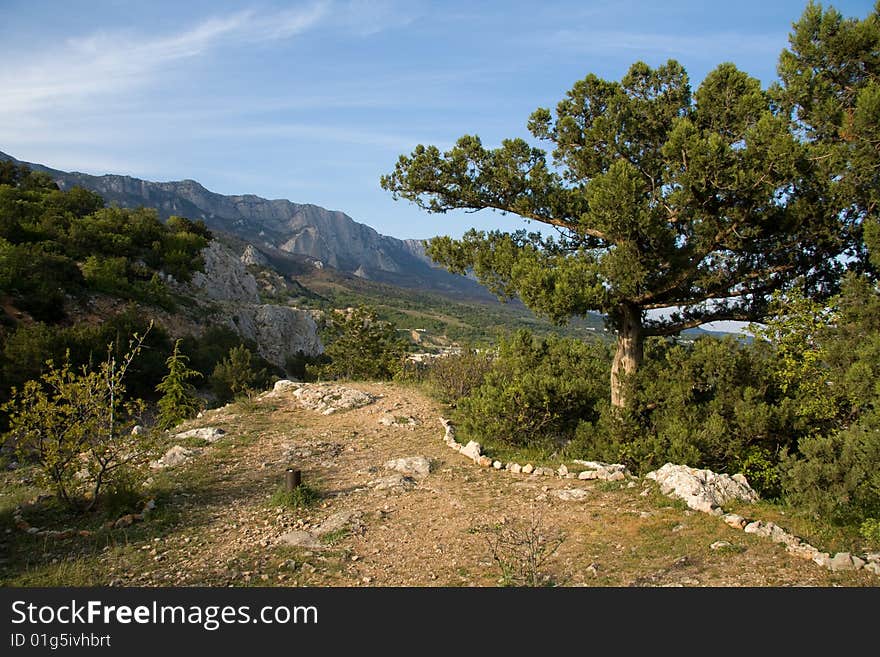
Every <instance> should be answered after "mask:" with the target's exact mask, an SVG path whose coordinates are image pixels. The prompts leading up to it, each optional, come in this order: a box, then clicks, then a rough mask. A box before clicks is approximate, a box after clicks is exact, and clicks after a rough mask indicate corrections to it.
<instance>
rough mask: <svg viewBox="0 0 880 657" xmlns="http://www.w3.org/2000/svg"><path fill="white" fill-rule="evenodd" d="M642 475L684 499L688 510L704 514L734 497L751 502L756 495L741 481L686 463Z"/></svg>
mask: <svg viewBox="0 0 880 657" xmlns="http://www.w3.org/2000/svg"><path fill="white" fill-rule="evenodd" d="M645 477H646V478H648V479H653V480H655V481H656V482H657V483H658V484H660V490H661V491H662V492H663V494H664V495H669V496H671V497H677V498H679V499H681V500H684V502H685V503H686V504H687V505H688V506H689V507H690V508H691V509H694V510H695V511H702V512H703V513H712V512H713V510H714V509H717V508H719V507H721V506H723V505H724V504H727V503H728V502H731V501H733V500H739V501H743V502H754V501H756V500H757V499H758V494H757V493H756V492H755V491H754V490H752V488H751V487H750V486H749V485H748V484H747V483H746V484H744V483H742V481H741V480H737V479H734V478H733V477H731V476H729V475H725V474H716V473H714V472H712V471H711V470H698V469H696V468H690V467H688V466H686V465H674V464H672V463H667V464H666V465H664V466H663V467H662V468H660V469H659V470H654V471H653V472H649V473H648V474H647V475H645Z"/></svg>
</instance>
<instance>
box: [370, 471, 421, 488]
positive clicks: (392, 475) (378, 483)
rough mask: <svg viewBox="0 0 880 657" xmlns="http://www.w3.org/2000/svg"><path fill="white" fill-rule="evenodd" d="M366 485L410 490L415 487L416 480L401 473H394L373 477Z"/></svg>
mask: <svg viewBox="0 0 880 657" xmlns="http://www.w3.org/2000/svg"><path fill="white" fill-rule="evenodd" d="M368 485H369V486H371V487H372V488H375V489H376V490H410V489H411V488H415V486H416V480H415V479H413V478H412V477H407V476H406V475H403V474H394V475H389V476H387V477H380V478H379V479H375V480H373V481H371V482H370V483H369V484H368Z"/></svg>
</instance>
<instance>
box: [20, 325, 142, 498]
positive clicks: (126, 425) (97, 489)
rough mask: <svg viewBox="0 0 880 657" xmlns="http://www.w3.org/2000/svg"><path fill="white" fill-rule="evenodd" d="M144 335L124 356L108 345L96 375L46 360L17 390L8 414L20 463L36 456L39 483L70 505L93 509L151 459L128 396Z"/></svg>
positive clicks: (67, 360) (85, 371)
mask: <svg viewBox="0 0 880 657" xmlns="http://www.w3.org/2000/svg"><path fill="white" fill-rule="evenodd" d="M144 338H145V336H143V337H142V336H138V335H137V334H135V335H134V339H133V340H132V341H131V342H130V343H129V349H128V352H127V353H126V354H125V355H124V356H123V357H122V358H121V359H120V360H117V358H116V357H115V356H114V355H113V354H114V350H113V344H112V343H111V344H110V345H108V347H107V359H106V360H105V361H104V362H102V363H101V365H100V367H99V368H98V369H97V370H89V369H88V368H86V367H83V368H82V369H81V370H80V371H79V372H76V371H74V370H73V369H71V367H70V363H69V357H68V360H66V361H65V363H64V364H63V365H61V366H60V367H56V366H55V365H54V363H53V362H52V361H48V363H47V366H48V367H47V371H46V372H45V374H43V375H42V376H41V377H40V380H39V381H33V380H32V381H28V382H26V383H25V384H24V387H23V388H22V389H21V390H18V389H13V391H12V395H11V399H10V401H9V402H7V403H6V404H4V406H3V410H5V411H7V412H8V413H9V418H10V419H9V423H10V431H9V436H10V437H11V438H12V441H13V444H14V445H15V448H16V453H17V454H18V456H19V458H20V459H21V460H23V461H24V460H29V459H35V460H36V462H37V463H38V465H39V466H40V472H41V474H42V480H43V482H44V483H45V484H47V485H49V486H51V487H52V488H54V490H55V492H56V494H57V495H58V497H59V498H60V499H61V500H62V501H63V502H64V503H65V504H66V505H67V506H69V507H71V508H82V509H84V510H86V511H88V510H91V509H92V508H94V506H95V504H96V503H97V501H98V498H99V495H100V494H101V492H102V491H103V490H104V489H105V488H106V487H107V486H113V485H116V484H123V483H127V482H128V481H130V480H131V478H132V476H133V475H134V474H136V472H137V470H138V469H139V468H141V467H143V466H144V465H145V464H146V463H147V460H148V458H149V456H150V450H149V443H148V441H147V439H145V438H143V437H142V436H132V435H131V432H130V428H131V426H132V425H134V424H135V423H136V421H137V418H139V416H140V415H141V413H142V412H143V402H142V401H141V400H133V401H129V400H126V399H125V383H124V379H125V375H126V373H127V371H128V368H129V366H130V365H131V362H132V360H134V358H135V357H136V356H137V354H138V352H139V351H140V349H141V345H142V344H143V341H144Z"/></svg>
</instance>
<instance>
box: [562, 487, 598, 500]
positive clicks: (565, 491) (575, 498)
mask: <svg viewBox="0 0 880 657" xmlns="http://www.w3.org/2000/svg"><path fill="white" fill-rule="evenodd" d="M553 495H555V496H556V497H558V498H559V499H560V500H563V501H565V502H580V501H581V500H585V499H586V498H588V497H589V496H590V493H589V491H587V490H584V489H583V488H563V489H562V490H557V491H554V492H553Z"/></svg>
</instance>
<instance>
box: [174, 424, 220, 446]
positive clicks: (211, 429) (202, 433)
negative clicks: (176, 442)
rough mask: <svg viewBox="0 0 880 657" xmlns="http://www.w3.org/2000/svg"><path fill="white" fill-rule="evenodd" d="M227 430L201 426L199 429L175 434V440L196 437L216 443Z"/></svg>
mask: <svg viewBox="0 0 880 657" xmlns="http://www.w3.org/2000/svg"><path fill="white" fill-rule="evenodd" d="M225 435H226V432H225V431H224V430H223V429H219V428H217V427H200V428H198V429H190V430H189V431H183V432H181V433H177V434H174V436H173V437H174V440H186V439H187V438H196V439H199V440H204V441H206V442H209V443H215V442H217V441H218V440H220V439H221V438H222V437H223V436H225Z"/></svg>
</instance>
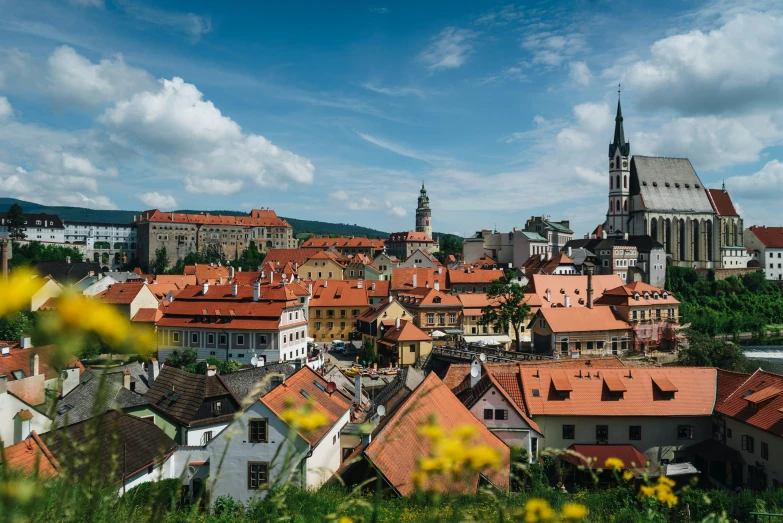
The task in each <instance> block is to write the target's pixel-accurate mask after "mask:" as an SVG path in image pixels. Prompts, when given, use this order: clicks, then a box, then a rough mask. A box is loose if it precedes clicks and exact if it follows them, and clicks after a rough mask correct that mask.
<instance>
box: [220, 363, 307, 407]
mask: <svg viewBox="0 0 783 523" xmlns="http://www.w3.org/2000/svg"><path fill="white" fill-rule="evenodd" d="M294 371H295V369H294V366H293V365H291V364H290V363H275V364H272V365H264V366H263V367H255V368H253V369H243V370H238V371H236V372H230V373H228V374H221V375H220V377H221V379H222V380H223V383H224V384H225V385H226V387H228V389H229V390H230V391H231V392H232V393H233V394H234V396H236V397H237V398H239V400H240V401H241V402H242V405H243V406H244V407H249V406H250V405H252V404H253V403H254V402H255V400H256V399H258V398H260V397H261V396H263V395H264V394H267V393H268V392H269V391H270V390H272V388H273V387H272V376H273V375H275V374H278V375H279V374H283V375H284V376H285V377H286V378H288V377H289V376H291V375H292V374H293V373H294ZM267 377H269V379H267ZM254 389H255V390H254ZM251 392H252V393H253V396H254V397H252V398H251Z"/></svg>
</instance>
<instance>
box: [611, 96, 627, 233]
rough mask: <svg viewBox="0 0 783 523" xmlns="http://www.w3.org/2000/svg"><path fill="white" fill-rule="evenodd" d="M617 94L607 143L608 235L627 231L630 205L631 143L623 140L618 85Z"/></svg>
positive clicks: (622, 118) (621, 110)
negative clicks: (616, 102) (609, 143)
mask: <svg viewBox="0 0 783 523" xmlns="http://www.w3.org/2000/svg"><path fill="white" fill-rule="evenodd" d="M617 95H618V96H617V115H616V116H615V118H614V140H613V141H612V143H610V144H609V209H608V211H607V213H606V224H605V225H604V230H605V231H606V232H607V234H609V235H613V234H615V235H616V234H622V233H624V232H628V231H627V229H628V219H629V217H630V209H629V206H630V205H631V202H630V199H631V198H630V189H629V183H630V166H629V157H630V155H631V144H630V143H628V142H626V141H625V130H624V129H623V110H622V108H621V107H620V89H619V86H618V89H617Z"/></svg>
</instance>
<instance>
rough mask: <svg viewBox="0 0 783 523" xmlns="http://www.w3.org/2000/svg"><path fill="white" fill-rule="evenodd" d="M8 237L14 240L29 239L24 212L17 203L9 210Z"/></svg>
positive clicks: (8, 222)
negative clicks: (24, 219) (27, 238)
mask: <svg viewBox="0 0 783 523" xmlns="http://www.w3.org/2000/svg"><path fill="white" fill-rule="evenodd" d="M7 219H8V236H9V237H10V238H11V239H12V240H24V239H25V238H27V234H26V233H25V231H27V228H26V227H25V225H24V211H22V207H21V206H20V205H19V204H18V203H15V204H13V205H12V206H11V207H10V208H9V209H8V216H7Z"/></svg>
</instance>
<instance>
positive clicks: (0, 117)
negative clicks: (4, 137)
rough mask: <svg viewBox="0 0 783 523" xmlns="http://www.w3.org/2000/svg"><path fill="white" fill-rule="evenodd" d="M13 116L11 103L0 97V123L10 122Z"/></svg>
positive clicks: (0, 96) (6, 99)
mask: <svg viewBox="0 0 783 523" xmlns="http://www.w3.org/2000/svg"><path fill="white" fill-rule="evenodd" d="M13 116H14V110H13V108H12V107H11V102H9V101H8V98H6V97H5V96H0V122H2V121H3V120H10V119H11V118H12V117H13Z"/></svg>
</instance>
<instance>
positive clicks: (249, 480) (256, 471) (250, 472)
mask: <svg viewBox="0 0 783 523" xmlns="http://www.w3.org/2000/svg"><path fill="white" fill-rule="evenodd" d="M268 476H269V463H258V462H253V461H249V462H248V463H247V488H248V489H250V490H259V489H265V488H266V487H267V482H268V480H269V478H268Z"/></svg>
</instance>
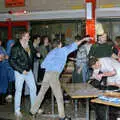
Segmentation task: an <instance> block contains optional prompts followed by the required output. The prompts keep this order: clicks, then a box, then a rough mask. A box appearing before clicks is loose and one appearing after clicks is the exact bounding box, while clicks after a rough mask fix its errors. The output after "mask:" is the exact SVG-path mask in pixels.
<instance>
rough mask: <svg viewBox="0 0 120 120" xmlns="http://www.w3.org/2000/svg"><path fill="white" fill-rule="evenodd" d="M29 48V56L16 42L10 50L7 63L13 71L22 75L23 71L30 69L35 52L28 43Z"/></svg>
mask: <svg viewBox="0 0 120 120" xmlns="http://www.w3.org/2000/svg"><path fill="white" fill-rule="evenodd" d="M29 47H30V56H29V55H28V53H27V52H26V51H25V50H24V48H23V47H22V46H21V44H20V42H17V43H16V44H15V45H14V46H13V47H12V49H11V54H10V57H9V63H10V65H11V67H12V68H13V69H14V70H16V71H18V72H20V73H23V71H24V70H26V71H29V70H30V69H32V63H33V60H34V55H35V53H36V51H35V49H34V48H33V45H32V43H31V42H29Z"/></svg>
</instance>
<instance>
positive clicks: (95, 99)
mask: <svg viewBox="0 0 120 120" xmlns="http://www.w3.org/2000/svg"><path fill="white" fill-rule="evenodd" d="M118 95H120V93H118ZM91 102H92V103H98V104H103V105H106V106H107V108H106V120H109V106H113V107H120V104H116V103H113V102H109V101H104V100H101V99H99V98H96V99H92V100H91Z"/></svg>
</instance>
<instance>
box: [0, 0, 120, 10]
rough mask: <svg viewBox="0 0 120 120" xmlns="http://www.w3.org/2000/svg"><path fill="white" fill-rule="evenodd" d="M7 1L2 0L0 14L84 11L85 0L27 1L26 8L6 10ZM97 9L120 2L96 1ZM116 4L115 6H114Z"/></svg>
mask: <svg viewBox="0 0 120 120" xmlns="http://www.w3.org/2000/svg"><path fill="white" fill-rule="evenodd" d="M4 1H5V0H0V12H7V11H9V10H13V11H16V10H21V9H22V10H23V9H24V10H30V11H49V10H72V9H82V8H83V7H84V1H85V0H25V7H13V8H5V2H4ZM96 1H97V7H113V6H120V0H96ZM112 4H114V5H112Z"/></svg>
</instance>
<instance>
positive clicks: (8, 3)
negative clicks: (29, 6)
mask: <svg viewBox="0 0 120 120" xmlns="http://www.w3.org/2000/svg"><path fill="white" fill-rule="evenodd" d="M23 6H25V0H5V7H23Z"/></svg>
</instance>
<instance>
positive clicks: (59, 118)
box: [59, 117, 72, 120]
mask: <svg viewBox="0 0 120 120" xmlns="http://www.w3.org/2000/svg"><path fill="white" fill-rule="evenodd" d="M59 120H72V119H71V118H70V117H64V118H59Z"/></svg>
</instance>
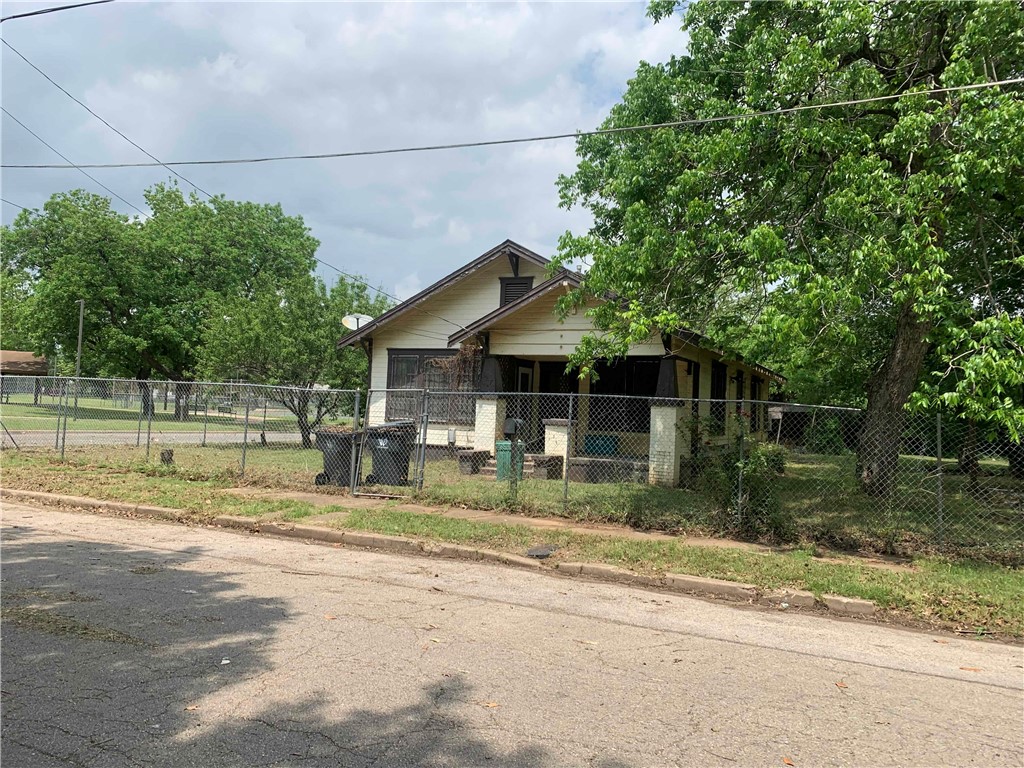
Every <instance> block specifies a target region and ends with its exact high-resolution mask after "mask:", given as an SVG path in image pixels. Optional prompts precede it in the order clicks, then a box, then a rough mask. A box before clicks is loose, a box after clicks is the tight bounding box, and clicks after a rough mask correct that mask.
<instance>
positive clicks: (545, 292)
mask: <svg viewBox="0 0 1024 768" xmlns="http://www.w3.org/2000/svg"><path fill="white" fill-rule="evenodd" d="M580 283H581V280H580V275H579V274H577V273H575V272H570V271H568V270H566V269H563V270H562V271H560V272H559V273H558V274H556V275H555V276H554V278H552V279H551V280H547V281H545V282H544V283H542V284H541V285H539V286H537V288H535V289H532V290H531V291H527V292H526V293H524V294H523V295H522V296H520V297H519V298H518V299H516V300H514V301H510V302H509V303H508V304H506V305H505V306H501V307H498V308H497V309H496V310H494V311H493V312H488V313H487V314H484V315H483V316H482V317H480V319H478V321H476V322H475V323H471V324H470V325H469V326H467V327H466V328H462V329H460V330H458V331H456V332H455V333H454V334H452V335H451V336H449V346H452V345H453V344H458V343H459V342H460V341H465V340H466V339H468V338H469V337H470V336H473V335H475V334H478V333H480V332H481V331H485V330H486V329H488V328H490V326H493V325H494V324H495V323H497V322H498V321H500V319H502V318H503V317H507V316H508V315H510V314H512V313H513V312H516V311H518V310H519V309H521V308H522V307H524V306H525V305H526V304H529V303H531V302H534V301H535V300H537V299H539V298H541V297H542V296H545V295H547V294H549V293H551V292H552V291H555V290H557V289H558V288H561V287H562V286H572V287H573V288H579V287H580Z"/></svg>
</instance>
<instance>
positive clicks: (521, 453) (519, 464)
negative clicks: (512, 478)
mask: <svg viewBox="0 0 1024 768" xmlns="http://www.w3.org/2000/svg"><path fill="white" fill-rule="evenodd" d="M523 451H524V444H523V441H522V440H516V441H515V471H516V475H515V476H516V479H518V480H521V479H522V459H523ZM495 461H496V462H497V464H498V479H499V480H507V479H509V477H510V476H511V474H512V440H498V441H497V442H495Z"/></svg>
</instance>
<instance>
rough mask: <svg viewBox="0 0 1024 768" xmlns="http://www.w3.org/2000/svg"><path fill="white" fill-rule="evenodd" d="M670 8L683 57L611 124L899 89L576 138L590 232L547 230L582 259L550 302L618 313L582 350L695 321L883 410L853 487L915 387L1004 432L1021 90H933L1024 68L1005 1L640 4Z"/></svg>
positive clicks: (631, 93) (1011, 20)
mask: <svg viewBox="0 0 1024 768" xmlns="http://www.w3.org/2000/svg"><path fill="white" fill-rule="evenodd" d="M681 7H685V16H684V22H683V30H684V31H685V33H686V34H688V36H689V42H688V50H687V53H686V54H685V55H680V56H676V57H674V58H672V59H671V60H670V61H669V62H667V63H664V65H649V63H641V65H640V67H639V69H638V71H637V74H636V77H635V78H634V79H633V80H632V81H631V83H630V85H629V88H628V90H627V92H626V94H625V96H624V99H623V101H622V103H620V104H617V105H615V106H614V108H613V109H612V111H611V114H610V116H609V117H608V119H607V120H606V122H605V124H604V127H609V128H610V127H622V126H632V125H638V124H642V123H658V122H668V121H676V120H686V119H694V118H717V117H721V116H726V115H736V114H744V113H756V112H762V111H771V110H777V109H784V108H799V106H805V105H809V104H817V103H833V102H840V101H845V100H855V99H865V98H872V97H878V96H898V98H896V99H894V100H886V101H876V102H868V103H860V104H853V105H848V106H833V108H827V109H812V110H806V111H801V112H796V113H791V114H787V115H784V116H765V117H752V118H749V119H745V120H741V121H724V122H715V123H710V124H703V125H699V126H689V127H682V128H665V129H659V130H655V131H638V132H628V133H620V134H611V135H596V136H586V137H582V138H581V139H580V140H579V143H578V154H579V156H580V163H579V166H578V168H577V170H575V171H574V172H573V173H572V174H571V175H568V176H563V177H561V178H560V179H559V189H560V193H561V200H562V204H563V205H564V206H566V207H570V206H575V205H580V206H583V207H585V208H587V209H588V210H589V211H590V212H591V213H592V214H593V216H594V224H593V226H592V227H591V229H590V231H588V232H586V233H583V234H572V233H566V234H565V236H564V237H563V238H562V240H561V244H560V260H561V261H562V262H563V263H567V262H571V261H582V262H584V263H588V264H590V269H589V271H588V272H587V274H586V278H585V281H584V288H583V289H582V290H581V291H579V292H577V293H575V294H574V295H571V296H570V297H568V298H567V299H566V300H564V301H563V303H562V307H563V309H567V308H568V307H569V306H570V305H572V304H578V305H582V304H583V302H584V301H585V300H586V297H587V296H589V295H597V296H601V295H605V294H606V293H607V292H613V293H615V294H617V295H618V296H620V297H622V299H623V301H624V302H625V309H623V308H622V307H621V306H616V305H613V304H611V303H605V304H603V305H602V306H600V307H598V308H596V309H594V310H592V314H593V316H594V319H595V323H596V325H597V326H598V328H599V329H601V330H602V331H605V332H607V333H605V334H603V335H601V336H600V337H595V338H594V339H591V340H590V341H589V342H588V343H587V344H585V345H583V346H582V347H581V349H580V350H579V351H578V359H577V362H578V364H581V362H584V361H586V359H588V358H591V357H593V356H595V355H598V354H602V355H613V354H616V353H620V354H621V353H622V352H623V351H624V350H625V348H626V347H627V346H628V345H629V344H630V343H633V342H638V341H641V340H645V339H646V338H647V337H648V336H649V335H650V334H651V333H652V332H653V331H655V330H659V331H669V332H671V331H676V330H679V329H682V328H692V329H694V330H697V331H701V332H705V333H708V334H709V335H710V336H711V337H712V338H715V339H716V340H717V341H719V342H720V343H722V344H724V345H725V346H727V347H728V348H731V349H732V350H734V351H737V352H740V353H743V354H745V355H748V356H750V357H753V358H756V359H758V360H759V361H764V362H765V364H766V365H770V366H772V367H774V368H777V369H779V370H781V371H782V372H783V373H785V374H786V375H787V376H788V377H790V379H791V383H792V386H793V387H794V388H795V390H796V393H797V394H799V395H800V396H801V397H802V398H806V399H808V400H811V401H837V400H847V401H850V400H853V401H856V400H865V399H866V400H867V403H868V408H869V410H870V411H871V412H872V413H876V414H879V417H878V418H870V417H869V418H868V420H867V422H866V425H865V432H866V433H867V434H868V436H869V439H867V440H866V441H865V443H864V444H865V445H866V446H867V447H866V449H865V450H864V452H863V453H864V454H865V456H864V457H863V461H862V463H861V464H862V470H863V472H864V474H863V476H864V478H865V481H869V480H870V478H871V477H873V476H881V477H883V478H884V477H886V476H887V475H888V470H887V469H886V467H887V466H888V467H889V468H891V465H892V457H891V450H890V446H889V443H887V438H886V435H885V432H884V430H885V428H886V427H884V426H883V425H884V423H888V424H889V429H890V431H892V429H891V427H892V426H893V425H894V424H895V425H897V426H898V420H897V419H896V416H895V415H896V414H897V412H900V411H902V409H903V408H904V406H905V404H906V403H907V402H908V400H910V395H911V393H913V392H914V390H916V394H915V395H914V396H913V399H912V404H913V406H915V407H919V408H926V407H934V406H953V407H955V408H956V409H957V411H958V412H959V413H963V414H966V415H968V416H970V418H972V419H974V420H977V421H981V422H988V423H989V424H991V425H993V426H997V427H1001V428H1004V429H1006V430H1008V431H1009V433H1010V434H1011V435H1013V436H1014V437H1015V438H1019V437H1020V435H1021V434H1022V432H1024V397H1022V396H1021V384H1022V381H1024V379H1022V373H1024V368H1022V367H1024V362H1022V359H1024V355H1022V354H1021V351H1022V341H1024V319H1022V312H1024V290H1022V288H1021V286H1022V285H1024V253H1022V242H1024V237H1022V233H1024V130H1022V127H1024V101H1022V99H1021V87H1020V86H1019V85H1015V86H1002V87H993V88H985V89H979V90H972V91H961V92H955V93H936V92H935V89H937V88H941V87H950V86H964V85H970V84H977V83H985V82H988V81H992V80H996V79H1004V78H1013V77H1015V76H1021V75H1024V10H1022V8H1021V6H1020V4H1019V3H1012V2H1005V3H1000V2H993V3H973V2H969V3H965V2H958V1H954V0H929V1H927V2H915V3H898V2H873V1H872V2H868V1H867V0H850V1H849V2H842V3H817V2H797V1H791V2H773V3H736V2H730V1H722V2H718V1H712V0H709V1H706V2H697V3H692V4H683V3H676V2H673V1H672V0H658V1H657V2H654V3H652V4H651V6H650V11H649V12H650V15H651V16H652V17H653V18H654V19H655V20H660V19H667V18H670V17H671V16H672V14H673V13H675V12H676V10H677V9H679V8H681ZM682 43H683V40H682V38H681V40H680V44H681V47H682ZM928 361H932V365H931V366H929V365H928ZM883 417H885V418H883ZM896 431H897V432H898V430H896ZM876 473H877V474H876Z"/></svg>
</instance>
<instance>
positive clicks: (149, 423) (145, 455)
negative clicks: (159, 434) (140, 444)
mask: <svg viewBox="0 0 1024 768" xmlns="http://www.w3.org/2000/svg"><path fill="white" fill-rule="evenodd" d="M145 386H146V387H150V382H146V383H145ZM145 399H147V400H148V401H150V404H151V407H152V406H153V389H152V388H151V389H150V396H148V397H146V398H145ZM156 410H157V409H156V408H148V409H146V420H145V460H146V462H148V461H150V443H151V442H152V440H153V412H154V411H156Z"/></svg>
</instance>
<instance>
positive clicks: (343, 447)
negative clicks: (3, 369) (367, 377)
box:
-------------------------
* _Task to carry out_: Return every line of the records above that contains the string "given", matching case exactly.

* _Answer to this problem_:
The task in each <instance> block is to write the target's pixel-accurate mask after "mask:" as an SVG path in image pixels. Prompts, when given, use this order: clicks, then a box, then a rough mask. A box is loose if it precedes clicks and exact if it follows them, and clicks after a rough mask correct that mask.
Every <instance> block specifies a target region and ends with its exact high-resolution mask after "mask:", given as an SVG path in image pixels. Optional prompts precede it in the order clicks, then a box, then a rough mask. A box before clicks is loose, a box after clicks is the tight bounding box, and clicks after a rough mask correct that mask.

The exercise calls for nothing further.